▶ **Task to complete**: Check every line of the listing below for the word "white" and give the number of lines where it appears, with nothing added.

*** Provided material ***

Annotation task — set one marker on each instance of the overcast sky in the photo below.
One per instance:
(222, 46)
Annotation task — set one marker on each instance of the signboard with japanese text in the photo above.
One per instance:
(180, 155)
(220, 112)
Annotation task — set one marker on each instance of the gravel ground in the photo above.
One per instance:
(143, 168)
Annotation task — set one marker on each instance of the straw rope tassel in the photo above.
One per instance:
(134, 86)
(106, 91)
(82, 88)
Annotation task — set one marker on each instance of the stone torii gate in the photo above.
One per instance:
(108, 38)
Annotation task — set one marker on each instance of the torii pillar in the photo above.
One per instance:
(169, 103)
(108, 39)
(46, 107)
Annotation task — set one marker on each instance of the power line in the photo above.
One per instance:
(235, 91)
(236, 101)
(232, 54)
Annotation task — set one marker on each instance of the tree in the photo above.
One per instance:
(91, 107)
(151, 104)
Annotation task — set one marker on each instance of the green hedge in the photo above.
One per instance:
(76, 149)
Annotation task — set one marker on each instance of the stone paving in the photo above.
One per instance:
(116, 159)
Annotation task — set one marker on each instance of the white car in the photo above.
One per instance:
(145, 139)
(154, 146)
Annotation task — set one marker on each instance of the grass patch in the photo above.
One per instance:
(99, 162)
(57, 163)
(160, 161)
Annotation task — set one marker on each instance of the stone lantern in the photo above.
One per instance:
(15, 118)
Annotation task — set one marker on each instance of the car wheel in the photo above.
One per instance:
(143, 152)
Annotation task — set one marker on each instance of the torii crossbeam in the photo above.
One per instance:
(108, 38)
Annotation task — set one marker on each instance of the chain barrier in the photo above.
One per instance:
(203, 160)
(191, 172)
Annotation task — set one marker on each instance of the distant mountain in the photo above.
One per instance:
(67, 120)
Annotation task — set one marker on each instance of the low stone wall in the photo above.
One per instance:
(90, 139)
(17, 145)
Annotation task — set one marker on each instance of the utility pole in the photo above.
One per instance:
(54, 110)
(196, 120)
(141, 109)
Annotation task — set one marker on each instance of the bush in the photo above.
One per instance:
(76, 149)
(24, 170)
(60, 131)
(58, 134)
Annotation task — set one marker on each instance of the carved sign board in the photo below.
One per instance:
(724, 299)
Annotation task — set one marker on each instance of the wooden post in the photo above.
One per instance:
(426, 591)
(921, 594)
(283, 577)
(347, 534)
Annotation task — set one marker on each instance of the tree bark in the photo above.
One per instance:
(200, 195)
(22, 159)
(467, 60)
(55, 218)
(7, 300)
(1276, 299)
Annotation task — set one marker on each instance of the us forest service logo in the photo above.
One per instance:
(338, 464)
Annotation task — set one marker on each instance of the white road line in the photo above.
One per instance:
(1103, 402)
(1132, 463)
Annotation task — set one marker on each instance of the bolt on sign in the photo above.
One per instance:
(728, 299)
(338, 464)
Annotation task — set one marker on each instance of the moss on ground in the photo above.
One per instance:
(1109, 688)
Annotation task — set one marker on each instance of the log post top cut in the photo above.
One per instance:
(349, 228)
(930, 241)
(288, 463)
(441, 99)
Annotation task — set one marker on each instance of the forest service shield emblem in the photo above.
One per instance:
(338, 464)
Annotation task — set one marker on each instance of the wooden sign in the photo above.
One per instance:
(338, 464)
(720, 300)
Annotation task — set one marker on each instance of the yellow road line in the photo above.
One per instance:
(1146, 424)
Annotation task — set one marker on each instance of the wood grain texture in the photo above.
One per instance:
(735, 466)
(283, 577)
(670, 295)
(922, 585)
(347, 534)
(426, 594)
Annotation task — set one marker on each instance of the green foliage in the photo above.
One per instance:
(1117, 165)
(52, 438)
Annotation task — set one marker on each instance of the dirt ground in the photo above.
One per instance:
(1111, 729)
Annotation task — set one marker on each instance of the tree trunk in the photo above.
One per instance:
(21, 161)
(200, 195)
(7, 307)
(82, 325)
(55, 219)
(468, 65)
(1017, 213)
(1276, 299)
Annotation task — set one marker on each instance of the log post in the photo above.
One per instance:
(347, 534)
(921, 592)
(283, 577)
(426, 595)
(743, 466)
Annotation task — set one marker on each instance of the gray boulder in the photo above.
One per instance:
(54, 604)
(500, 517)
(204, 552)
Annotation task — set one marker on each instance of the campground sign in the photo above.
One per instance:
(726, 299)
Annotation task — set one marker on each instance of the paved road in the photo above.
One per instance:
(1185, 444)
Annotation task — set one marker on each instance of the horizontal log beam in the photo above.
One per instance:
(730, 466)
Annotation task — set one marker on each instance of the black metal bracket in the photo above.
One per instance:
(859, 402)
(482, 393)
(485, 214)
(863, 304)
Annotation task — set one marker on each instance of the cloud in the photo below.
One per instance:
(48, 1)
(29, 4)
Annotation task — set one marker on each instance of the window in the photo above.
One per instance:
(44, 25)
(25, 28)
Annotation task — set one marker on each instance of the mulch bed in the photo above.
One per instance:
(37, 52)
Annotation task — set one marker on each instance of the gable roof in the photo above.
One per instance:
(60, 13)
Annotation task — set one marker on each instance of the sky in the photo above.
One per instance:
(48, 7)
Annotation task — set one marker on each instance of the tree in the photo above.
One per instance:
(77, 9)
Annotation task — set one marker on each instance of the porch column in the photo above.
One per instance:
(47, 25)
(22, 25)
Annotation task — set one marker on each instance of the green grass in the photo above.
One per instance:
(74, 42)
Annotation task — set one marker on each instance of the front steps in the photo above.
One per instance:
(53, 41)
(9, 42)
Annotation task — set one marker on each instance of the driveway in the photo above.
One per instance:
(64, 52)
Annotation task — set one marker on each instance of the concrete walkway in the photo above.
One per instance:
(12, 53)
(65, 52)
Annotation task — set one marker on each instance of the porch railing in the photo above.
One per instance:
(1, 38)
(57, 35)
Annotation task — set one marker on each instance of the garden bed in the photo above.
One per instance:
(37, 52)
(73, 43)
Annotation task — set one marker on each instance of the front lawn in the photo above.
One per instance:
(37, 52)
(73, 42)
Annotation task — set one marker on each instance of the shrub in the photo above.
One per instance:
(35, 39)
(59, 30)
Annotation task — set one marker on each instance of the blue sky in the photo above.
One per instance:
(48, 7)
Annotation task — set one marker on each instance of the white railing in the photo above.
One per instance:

*** End of Provided material ***

▶ **Exercise response**: 3